WHAT IS NEEDED.
Using the records below, output the stretch that opens with the line containing "Each is formatted like [147, 474]." and closes with the line containing "Each is formatted like [474, 47].", exactly and including both lines, with nothing more.

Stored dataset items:
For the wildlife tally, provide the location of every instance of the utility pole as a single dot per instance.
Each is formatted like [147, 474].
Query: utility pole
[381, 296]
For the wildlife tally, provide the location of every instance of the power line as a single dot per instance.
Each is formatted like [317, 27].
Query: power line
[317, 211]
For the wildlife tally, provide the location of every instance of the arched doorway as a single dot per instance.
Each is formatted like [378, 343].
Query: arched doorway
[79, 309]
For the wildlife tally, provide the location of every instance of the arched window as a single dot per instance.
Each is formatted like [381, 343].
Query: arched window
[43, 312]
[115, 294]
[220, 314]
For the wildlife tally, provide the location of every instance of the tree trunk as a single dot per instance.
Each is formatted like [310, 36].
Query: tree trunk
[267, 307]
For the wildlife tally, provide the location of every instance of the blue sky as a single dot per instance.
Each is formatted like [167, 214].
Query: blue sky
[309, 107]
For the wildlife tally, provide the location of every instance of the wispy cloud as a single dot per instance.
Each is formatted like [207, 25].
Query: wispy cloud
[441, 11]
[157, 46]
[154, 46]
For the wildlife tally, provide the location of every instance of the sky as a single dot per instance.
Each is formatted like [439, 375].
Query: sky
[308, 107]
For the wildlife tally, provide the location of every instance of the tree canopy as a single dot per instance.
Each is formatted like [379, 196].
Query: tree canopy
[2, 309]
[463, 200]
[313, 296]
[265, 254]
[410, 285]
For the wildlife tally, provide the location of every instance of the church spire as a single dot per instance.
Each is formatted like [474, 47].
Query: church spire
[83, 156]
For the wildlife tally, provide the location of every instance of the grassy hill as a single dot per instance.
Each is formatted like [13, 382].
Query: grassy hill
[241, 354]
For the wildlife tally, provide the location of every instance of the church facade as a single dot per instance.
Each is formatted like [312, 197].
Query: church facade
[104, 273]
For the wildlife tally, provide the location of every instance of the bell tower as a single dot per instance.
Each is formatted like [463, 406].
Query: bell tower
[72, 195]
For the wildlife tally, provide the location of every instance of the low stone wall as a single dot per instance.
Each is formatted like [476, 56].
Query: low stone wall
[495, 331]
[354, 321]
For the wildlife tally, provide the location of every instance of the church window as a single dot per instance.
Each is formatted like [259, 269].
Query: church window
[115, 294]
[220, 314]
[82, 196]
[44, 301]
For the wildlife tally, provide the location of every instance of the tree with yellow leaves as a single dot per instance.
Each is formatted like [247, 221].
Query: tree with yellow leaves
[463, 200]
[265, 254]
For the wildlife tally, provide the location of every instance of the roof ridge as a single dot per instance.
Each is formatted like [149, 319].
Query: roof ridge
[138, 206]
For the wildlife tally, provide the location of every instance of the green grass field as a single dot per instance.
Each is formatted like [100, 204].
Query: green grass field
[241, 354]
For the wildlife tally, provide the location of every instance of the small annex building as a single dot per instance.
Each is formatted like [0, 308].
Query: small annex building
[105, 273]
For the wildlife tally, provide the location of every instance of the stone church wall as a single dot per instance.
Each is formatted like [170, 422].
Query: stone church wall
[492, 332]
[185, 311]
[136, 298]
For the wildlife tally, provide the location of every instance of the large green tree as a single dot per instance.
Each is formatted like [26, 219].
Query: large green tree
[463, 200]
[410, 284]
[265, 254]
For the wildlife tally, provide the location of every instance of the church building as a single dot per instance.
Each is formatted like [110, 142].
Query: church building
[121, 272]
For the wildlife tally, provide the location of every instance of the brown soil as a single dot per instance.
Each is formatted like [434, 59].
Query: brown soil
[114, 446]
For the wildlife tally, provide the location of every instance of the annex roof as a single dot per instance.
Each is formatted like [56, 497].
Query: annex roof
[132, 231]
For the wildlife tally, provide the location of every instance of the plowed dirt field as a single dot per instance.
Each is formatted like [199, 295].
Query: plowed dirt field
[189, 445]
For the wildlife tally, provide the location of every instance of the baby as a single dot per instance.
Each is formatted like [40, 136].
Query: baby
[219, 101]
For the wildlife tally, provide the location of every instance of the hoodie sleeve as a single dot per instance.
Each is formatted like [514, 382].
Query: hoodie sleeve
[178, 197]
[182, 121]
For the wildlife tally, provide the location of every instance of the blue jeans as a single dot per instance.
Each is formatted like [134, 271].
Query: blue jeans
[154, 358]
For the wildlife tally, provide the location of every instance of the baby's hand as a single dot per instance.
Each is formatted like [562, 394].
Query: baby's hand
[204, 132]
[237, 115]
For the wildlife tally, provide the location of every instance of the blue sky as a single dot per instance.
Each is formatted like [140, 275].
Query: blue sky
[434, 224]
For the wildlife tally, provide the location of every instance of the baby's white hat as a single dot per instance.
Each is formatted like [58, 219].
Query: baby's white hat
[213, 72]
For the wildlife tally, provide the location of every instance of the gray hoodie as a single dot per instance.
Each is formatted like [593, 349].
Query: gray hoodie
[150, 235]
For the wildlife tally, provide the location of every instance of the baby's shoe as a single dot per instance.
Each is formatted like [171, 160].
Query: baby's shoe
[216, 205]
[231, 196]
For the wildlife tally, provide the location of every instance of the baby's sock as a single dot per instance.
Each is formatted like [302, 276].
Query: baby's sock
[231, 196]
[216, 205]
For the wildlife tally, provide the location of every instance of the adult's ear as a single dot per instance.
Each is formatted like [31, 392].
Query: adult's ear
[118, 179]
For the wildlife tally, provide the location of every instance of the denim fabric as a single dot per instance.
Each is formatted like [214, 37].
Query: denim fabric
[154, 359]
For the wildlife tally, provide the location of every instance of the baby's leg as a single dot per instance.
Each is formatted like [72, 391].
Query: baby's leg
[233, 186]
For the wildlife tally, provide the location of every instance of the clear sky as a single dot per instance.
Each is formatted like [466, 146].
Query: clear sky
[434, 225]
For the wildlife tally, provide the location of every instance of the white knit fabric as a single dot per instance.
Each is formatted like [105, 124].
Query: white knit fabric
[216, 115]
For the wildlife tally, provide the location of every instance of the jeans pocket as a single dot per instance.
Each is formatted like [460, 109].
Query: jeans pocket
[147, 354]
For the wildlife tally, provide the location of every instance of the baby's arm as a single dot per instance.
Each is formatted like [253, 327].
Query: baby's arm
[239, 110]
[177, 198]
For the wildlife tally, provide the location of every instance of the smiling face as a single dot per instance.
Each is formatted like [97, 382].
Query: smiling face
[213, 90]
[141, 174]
* * *
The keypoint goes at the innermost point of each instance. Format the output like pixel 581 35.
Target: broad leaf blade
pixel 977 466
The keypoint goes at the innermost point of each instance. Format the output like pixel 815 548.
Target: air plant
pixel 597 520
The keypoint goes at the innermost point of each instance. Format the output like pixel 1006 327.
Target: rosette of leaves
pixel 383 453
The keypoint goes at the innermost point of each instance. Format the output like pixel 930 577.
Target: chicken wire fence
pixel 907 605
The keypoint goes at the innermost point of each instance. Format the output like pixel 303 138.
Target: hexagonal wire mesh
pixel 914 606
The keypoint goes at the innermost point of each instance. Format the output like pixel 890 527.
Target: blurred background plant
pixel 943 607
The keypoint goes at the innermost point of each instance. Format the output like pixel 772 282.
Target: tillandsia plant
--
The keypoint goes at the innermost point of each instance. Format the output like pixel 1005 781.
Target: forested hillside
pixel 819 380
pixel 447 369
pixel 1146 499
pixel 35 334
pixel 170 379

RESPONSE TO THIS EXERCISE.
Each is formatted like [147, 474].
Query: utility pole
[381, 296]
For the wildlife tally, provide the location of every instance of the power line as a single dot per instance.
Each is formatted like [317, 27].
Query: power line
[317, 211]
For the wildlife tally, provide the location of every instance of the arched doorway as a single dot per instance.
Each is formatted like [378, 343].
Query: arched doorway
[79, 309]
For the wildlife tally, provide the location of every instance of the arched window as a single dot per instance.
Each is formatted like [381, 343].
Query: arched window
[43, 312]
[115, 294]
[220, 314]
For the wildlife tally, provide the location of every instance of the tree trunk as a single dot per instance.
Each is formatted like [310, 36].
Query: tree trunk
[267, 307]
For the wildlife tally, provide the location of every instance of the blue sky as a single dot per instance.
Each is formatted like [167, 214].
Query: blue sky
[309, 107]
For the wildlife tally, provide the location of every instance of the wispy cloud as a single dot per instance.
Each is formatted like [207, 25].
Query: wispy cloud
[441, 11]
[157, 46]
[154, 46]
For the wildlife tally, provide the location of every instance of the sky as a single dot per instance.
Each is formatted like [439, 375].
Query: sky
[308, 107]
For the wildlife tally, provide the location of every instance of the tree canopy as a single dot per instance.
Each is formatted like [379, 196].
Query: tree canopy
[2, 309]
[463, 200]
[313, 296]
[265, 254]
[410, 285]
For the wildlife tally, provide the location of every instance of the church spire as a single dot per instance.
Each is formatted like [474, 47].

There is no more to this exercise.